WHAT IS REQUIRED:
Copy out the full article on Joe Gomez's injury troubles at Liverpool word for word.

EXCERPT:
* * *
Collectively, it's been a season to remember so far for Liverpool. But for Joe Gomez, the opposite may well be true from a personal perspective.
The Liverpool centre-back is yet to start a Premier League game in his favored position this term, with his one appearance in the starting XI coming at right-back as a deputy for Trent Alexander-Arnold at home to Norwich last month.
In quieter moments, Gomez may well look to the heavens and curse his rotten luck.
After an injury to Virgil van Dijk in Liverpool's 2-2 draw with Everton in October 2020, Gomez probably geared himself up for a lengthy run in the Liverpool team alongside Joel Matip when the player he refers to as his 'big brother' was poleaxed by Jordan Pickford.
But rather than getting a chance to step up to the plate in Van Dijk's absence as Liverpool defended their Premier League crown, Gomez was struck down by the same sort of misfortune that has characterized his young career at Anfield.
A serious knee injury picked up on international duty in November 2020 meant that, like Van Dijk, he too was facing up to a season on the shelf before Matip joined them in January and the Reds' title was relinquished in meek fashion without a defensive basis to carry on the fight.
It was just the latest in a litany of long-term injuries that Gomez has been forced to endure since he joined as a teenager in the summer of 2015.
* * *
[Source data]
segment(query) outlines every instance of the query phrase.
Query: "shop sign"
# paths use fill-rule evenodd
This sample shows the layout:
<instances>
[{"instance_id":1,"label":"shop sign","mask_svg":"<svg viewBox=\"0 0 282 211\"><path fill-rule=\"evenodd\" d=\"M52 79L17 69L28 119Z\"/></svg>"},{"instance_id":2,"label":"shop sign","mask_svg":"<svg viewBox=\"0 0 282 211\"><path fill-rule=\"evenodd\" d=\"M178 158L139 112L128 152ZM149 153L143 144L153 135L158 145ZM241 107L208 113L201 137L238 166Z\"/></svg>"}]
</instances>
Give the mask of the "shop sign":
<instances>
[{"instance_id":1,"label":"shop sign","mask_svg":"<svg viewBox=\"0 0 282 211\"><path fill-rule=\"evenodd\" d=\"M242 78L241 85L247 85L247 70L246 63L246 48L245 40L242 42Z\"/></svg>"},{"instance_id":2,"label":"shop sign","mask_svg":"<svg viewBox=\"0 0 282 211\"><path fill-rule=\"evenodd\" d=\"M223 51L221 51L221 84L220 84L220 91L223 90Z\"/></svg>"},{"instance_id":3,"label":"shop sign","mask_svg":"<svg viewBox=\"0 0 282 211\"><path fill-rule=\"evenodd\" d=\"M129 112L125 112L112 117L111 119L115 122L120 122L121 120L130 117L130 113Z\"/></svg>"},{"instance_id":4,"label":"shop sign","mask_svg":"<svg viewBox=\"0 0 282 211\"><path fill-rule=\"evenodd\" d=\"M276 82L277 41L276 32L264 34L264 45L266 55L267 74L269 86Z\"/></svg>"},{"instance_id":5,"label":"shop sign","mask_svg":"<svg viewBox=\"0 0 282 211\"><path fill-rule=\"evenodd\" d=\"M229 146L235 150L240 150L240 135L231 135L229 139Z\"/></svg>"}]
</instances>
* * *
RESPONSE BELOW:
Collectively, it's been a season to remember so far for Liverpool. But for Joe Gomez, the opposite may well be true from a personal perspective.
The Liverpool centre-back is yet to start a Premier League game in his favored position this term, with his one appearance in the starting XI coming at right-back as a deputy for Trent Alexander-Arnold at home to Norwich last month.
In quieter moments, Gomez may well look to the heavens and curse his rotten luck.
After an injury to Virgil van Dijk in Liverpool's 2-2 draw with Everton in October 2020, Gomez probably geared himself up for a lengthy run in the Liverpool team alongside Joel Matip when the player he refers to as his 'big brother' was poleaxed by Jordan Pickford.
But rather than getting a chance to step up to the plate in Van Dijk's absence as Liverpool defended their Premier League crown, Gomez was struck down by the same sort of misfortune that has characterized his young career at Anfield.
A serious knee injury picked up on international duty in November 2020 meant that, like Van Dijk, he too was facing up to a season on the shelf before Matip joined them in January and the Reds' title was relinquished in meek fashion without a defensive basis to carry on the fight.
It was just the latest in a litany of long-term injuries that Gomez has been forced to endure since he joined as a teenager in the summer of 2015.